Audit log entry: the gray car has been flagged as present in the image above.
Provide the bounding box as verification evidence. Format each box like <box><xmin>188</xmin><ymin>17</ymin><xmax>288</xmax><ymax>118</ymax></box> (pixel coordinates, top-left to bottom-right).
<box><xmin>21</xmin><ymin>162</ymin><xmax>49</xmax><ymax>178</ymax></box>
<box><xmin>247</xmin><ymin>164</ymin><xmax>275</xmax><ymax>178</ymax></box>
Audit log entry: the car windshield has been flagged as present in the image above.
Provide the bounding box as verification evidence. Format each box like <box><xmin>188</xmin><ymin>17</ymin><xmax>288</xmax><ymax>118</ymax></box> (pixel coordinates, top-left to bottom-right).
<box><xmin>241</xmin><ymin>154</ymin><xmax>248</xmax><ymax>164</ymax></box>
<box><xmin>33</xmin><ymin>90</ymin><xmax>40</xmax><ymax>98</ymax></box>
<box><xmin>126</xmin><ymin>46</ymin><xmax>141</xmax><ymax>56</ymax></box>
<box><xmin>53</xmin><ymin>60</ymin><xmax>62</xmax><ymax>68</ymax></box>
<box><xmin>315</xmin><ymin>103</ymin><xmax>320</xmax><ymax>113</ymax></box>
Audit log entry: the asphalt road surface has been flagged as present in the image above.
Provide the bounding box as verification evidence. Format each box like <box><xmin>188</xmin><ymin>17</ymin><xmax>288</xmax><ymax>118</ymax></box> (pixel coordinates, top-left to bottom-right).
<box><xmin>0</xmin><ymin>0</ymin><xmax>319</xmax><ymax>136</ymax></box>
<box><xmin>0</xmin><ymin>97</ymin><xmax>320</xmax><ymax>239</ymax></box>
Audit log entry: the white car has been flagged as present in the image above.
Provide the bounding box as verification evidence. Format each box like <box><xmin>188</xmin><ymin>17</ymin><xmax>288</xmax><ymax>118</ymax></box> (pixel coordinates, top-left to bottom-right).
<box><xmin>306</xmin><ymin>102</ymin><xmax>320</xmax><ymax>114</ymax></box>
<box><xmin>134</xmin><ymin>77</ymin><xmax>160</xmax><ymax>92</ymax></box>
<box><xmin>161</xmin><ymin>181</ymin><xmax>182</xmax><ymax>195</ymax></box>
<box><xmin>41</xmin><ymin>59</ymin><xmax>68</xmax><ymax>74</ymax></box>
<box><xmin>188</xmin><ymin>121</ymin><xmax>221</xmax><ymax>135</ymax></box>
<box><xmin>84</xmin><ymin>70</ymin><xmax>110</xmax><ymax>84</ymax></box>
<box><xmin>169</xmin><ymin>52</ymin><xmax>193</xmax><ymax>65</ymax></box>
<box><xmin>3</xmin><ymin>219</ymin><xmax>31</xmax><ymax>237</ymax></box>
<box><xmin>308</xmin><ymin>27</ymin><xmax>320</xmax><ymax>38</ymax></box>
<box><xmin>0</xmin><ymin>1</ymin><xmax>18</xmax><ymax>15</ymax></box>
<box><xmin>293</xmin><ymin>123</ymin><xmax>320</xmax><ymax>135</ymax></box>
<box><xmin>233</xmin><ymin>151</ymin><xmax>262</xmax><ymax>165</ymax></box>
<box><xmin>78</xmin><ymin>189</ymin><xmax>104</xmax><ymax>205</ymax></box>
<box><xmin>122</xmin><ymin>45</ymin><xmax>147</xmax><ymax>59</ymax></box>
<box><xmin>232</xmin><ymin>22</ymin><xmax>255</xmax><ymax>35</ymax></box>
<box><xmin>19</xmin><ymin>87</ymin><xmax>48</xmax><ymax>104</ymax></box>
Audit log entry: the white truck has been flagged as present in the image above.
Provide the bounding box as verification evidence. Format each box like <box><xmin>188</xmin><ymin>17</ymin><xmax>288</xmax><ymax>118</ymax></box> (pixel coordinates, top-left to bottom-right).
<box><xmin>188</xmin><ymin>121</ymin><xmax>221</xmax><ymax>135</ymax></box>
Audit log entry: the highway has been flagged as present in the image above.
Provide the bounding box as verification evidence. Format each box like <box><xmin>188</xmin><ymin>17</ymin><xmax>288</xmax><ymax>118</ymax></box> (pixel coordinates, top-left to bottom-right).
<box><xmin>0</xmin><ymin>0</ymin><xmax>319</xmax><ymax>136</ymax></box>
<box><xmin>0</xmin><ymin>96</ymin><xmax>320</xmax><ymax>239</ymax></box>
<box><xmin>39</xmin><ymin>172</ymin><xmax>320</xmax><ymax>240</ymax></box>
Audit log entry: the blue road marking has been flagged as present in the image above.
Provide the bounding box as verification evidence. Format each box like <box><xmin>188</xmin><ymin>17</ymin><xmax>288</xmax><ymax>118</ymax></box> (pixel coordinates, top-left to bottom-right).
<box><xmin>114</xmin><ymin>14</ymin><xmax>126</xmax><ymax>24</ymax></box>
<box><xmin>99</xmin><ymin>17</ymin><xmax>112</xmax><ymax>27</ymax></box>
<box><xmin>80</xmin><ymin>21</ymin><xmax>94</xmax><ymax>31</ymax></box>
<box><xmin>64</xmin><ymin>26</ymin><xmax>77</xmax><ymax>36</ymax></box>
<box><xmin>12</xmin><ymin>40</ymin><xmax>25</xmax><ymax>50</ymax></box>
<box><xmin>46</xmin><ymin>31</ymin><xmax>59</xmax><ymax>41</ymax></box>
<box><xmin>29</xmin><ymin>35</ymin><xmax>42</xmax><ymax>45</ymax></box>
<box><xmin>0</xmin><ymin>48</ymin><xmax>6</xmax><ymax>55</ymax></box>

=-=-=

▶ PROBLEM DETAILS
In the entries above, find each line with "flagged" and list it.

▶ EXERCISE SOLUTION
Audit log entry: the gray car has been flagged as present in the image above.
Audit log entry: the car windshield has been flagged as present in the image above.
Audit log entry: the asphalt road surface has been flagged as present in the image above.
Audit log entry: the white car has been flagged as present in the image above.
Audit log entry: the white truck has been flagged as present in the image above.
Audit log entry: the highway has been flagged as present in the image above.
Audit log entry: the blue road marking has been flagged as present in the image above.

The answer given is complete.